**Problem 1:**
From the header of the paper on detecting missing teeth in pediatric panoramic radiographs, extract the passage from "2Department of Oral" up to and including "authors contributed equally." word for word.
**Problem 2:**
According to the header of the paper on detecting missing teeth in pediatric panoramic radiographs, on what date was the paper accepted?

**Text segment:**
+-------+
Classification of presence of missing teeth in each quadrant using deep learning artificial intelligence on panoramic radiographs of pediatric patients

  • Eunjin Kim1,†
  • Jae Joon Hwang2,3,†
  • Bong-Hae Cho2,3
  • Eungyung Lee1,3
  • Jonghyun Shin1,3,*,

1Department of Pediatric Dentistry, School of Dentistry, Pusan National University, 50612 Yangsan, Republic of Korea

2Department of Oral and Maxillofacial Radiology, School of Dentistry, Pusan National University, 50612 Yangsan, Republic of Korea

3Dental and Life Science Institute & Dental Research Institute, School of Dentistry, Pusan National University, 50612 Yangsan, Republic of Korea

DOI: 10.22514/jocpd.2024.062 Vol.48,Issue 3,May 2024 pp.76-85

Submitted: 24 August 2023 Accepted: 21 September 2023

Published: 03 May 2024

*Corresponding Author(s): Jonghyun Shin E-mail:

† These authors contributed equally.
+-------+
**Records provided:**
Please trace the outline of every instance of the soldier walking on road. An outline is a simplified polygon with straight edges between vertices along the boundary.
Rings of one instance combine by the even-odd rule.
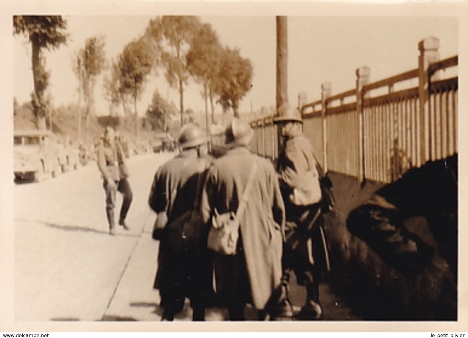
[[[194,124],[186,125],[179,137],[181,152],[159,168],[154,176],[148,203],[158,215],[165,211],[167,226],[160,235],[158,270],[154,287],[159,289],[161,320],[172,321],[188,298],[194,321],[205,319],[205,308],[212,298],[212,263],[206,248],[206,236],[200,243],[180,250],[171,242],[169,225],[194,207],[210,162],[207,159],[204,132]],[[198,187],[199,188],[197,188]],[[199,205],[199,203],[198,203]],[[161,217],[158,216],[158,217]]]
[[[305,286],[307,292],[298,317],[318,319],[322,313],[319,300],[321,272],[329,270],[319,176],[312,146],[302,133],[299,111],[285,105],[279,113],[274,121],[284,140],[277,164],[286,206],[283,283],[287,285],[293,270],[298,284]]]
[[[103,179],[109,233],[112,235],[116,234],[114,209],[117,191],[122,193],[123,198],[118,224],[128,230],[129,228],[125,220],[132,204],[133,194],[127,179],[129,174],[125,156],[120,143],[115,140],[114,129],[111,127],[106,128],[102,142],[98,148],[97,165]]]
[[[205,224],[232,213],[240,224],[235,254],[214,253],[217,295],[230,320],[243,320],[248,303],[265,319],[268,313],[274,316],[269,304],[281,283],[284,204],[273,166],[248,148],[253,136],[250,125],[234,118],[225,135],[228,150],[210,167],[202,199]],[[245,207],[238,213],[241,200]]]

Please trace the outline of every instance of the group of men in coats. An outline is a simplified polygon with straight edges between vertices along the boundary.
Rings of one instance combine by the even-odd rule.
+-------+
**Task response 1:**
2Department of Oral and Maxillofacial Radiology, School of Dentistry, Pusan National University, 50612 Yangsan, Republic of Korea

3Dental and Life Science Institute & Dental Research Institute, School of Dentistry, Pusan National University, 50612 Yangsan, Republic of Korea

DOI: 10.22514/jocpd.2024.062 Vol.48,Issue 3,May 2024 pp.76-85

Submitted: 24 August 2023 Accepted: 21 September 2023

Published: 03 May 2024

*Corresponding Author(s): Jonghyun Shin E-mail:

† These authors contributed equally.

**Task response 2:**
21 September 2023